### [Instructions]
**a.** Please transcribe everything from "Matilde herself is" down to "Gala in Leiria." in the Matilde Rodrigues profile below.
**b.** Write the next stretch of the Matilde Rodrigues profile below, picking up right after its final sentence.

*** Opening Source extract ***

A mere wisp of a girl, Matilde is tallish (1,68 m), lithe, with dark eyes and a gentle smile, which doesn’t quite hide an iron will and an unwavering determination to succeed.

Clearly a perfectionist in all she does, while in quarantine she’s been doing class by herself every morning.  A keen cook, she’s taught herself nutrition, and devised her own well balanced diet, which sounds perfect for the extreme physical demands of life as a professional ballet dancer.

Matilde Rodrigues – The Beginning

Matilde started dancing, or rather prancing around, in a children’s after-school activity club in her native Leiria, a small town just north of the Portuguese capital of Lisbon.  She was six-years-old.  Her fateful first contact with ballet, though, came a year or so later.

“I went to watch the ballet class of a friend and loved it, so I immediately asked my grandmother to sign me up.”

At this point it’s worth mentioning Matilde’s grandmother is the “arty” member of the family, the one who may have spotted Matilde’s talent before anybody else.  Matilde’s mother, a committed Scout leader of 20+ years’ standing, told me she thought her playful, vivacious child might perhaps follow in her footsteps.

Anyway, granny wasn’t the only person to spot Matilde’s talent:

“The school director liked me and felt I had the conditions to go far in ballet.”

The school director is Annarella Roura Sanchez, a Cuban former dancer and teacher, who just over 20 years ago set up an Academy and International Conservatoire in unlikely Leiria  (pop 127,000).  Since then, her Conservatório Internacional de Ballet e Dança has been attracting students from all over, and churning out cohorts of remarkably assured young dancers.

She teaches the Cuban technique, of which the current BRB Artistic Director, the superstar Cuban dancer Carlos Acosta, was a famous exponent.

“It’s a very strong virtuoso technique, relying very much on turning, jumps, strength; but there’s also a lightness to it,” Matilde explains.

“Some people think it’s a very masculine technique, but that’s not true. Last year a Cuban teacher guested at our summer course, and he kept reminding us that it was all about dancing.  Dancers have to express themselves, technique is not everything.”

Matilde herself is an expressive dancer, judging by her performance as Myrtha, Queen of the Wilis, in Act II of Giselle, staged by Maina Gielgud  for Conservatoire Annarella Roura Sanchez’s Summer Gala in Leiria.

Matilde Rodrigues Dances Myrtha

Myrtha is an implacable spirit, determined to punish with death any man who ventures into her forest realm during the night.  An arduous, demanding role, its parameters are clearly set; so, I wondered how much leeway Matilde had been given to put something of herself into her performance.

“Maina is an amazing coach; even as she’s coaching, simply marking, she seems to be living the action, and that helped me a lot to get into the character.  She gave me a lot of freedom of interpretation. 

Matilde Rodrigues as Myrtha in Giselle Act II, Conservatório International de Ballet e Dança Annarella Roura Sanchez Summer Gala. Photo: Tomé Gonçalves

“She’d say, for example, ‘at this point you could look that way,’  but always urging me to put something of myself into the character, because that’s what gives each dancer her individuality.  Each has to bring a little of her own heart into her performance.”

*** Closing Source extract ***
*** Opening Information provided ***

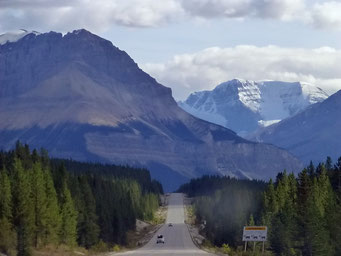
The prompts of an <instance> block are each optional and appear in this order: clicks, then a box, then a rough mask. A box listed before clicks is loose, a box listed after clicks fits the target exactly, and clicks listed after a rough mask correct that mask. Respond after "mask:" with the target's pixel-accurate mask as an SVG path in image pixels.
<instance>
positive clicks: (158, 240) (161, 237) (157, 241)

*** Closing Information provided ***

### [Outputs by task]
**a.**
Matilde herself is an expressive dancer, judging by her performance as Myrtha, Queen of the Wilis, in Act II of Giselle, staged by Maina Gielgud  for Conservatoire Annarella Roura Sanchez’s Summer Gala in Leiria.

**b.**
Sanchez accustoms her students to perform from a very early age, regularly taking them to national and international competitions; and this is where we find the second chapter of Matilde’s story – the time when her interest in dance grew to become a passion.

“I think it came about when I went to my first competition outside Leiria, when I was about 10-years-old.  It was a national event in the Algarve, but it all felt very different and I think that’s when I first felt really committed; and with each new competition I got to learn more about the world of ballet.”

Matilde Rodrigues is about to immerse herself in the world of professional ballet, as an Artist with BRB, something, which – of course! – produces mixed feelings.  I asked her to tell me about her fears and expectations.

“It’s a great change in my life: coming to a different country, leaving behind all my colleagues, who have supported me so much, my parents… also training will be so different, I shall be going from a school to a company, doing company class for the first time (…) That will be a great challenge.

“At the same time, though, I am excited about those same things, about having a new life, new colleagues, sharing a stage with great dancers; and working under a Director who was a great star and is Cuban!”

Matilda Rodrigues – From Star Student To Corps de Ballet

At the Conservatoire Matilde was a star student, used to solo roles and adulation; now she enters a company at the lowest ranks of the corps de ballet. Will that be much of a shock?

“No! I’ve danced corps roles from the very beginning and I actually like them (…) I’m aware I have a lot to learn, and to be able to watch the company soloists is going to be great, because you learn a lot simply by watching.”

Matilde Rodrigues finds herself on the threshold of the career of her dreams, the result of talent, hard work and perseverance.  What advice would she give to aspiring young dancers?

“Never give up.  When you really, really want something, then the will to achieve that has to be stronger than the temptation to give up.

“You need to be able to overcome negative feedback, turn it into renewed strength and keep going.”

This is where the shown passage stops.